## GIVEN TEXT
◇ ◇ ◇ ◇ ◇ ◇ ◇
Humanity shapes civilization because Man is the one creature that shapes his life by ideas. The only culture on the planet that has ever held the individual as the moral starting point is the United States of America. It is our civilization that defends humanity. If we lose America—its founding philosophical premise—then the world will lose “humanity.”

Do you see how Augustinian and Kantian doctrine disconnect Joe Carter from reality and causality? Do you see how thoroughly destructive Joe Carte’s moral equivalency is to human values? Do you see his moral bankruptcy?

“But, John, he is just trying to advocate a humane standard. Torture is a hideous practice. Shouldn’t it be beneath our higher moral standard?”

Actually, no, Joe Carter was not advocating a “humane standard.” There is no moral equivalency between American culture and Jihadist Islam. We are not qualitatively or quantitatively the same. Nor do we err in mere degrees sharing moral culpability born from a “fallen heart.” This is a vile assertion done for the sole purpose of advancing Augustinian doctrine. Joe Carter is more interested in offering “correct” doctrine than “humane” values. Under the Augustine/Calvin/Kant axis of evil, man has no value. Joe Carter is not offering a mediating position between extremes: political leftist vs. Sarah Palin. He is offering a worldview that stands diametrically opposed to America’s founding premise. John Locke’s Natural Rights are at metaphysical odds with Calvin’s Pervasive Depravity or Kant’s Categorical Imperative. America, you can’t have both. You must pick one.
◇ ◇ ◇ ◇ ◇ ◇ ◇
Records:
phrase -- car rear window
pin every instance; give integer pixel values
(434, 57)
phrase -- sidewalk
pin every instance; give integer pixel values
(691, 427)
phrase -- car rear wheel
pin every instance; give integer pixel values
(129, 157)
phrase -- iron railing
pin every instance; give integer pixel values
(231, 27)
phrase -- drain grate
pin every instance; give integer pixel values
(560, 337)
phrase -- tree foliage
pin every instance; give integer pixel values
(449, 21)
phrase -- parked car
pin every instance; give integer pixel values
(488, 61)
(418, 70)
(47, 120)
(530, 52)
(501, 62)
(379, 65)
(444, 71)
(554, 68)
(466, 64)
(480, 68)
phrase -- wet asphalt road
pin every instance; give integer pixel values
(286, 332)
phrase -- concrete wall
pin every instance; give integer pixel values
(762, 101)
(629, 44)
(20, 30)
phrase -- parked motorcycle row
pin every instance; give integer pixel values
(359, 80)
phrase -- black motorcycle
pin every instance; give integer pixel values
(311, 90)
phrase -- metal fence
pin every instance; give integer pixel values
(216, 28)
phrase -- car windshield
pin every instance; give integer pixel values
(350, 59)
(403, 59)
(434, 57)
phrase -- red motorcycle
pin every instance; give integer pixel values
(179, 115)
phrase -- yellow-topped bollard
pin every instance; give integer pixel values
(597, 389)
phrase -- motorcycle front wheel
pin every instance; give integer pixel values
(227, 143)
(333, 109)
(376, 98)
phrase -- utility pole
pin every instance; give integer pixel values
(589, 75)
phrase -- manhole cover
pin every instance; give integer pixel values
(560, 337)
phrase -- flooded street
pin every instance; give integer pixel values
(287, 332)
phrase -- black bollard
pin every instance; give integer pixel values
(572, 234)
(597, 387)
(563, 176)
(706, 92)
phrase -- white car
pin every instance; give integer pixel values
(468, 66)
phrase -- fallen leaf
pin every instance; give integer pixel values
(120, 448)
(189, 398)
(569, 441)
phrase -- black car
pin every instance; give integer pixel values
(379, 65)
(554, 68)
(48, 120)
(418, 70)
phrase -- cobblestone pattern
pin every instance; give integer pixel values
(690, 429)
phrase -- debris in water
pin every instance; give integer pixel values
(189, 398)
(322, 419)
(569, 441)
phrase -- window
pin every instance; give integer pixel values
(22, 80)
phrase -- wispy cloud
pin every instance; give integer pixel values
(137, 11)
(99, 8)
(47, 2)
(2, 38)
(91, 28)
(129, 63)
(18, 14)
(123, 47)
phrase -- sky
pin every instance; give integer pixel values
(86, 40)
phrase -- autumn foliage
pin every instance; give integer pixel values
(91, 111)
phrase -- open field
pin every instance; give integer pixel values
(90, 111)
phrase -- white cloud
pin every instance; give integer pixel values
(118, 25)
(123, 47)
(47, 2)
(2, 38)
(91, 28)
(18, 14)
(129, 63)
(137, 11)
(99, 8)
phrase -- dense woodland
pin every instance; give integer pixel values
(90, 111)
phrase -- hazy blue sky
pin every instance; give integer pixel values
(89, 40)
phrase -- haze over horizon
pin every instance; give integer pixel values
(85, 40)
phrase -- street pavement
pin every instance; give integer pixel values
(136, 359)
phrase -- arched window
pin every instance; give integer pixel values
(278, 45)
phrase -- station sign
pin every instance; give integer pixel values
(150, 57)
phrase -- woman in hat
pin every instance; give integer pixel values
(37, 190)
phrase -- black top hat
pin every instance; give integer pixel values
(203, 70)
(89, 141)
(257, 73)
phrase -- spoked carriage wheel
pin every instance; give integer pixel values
◇ ◇ ◇ ◇ ◇ ◇ ◇
## REQUESTS
• 1. Using the passage on moral equivalency, decide whether each statement is supported. Answer yes or no for each, quoting the words that decide it. (a) The United States is described as the only culture that has ever held the individual as the moral starting point. (b) Joe Carter is said to offer a mediating position between a political leftist and Sarah Palin. (c) John Locke's Natural Rights are presented as compatible with Calvin's Pervasive Depravity.
• 2. Rewrite as a numbered list the lines of the listing from the line with "phrase -- wispy cloud" up to and including the last line of the listing, omitting blank lines.

## SOLUTIONS BY TASK
• 1.
(a) Yes: "The only culture on the planet that has ever held the individual as the moral starting point is the United States of America."
(b) No: "Joe Carter is not offering a mediating position between extremes: political leftist vs. Sarah Palin."
(c) No: "John Locke’s Natural Rights are at metaphysical odds with Calvin’s Pervasive Depravity or Kant’s Categorical Imperative."

• 2.
1. phrase -- wispy cloud
2. pin every instance; give integer pixel values
3. (137, 11)
4. (99, 8)
5. (47, 2)
6. (2, 38)
7. (91, 28)
8. (129, 63)
9. (18, 14)
10. (123, 47)
11. phrase -- sky
12. pin every instance; give integer pixel values
13. (86, 40)
14. phrase -- autumn foliage
15. pin every instance; give integer pixel values
16. (91, 111)
17. phrase -- open field
18. pin every instance; give integer pixel values
19. (90, 111)
20. phrase -- white cloud
21. pin every instance; give integer pixel values
22. (118, 25)
23. (123, 47)
24. (47, 2)
25. (2, 38)
26. (91, 28)
27. (18, 14)
28. (129, 63)
29. (137, 11)
30. (99, 8)
31. phrase -- dense woodland
32. pin every instance; give integer pixel values
33. (90, 111)
34. phrase -- hazy blue sky
35. pin every instance; give integer pixel values
36. (89, 40)
37. phrase -- haze over horizon
38. pin every instance; give integer pixel values
39. (85, 40)
40. phrase -- street pavement
41. pin every instance; give integer pixel values
42. (136, 359)
43. phrase -- arched window
44. pin every instance; give integer pixel values
45. (278, 45)
46. phrase -- station sign
47. pin every instance; give integer pixel values
48. (150, 57)
49. phrase -- woman in hat
50. pin every instance; give integer pixel values
51. (37, 190)
52. phrase -- black top hat
53. pin every instance; give integer pixel values
54. (203, 70)
55. (89, 141)
56. (257, 73)
57. phrase -- spoked carriage wheel
58. pin every instance; give integer pixel values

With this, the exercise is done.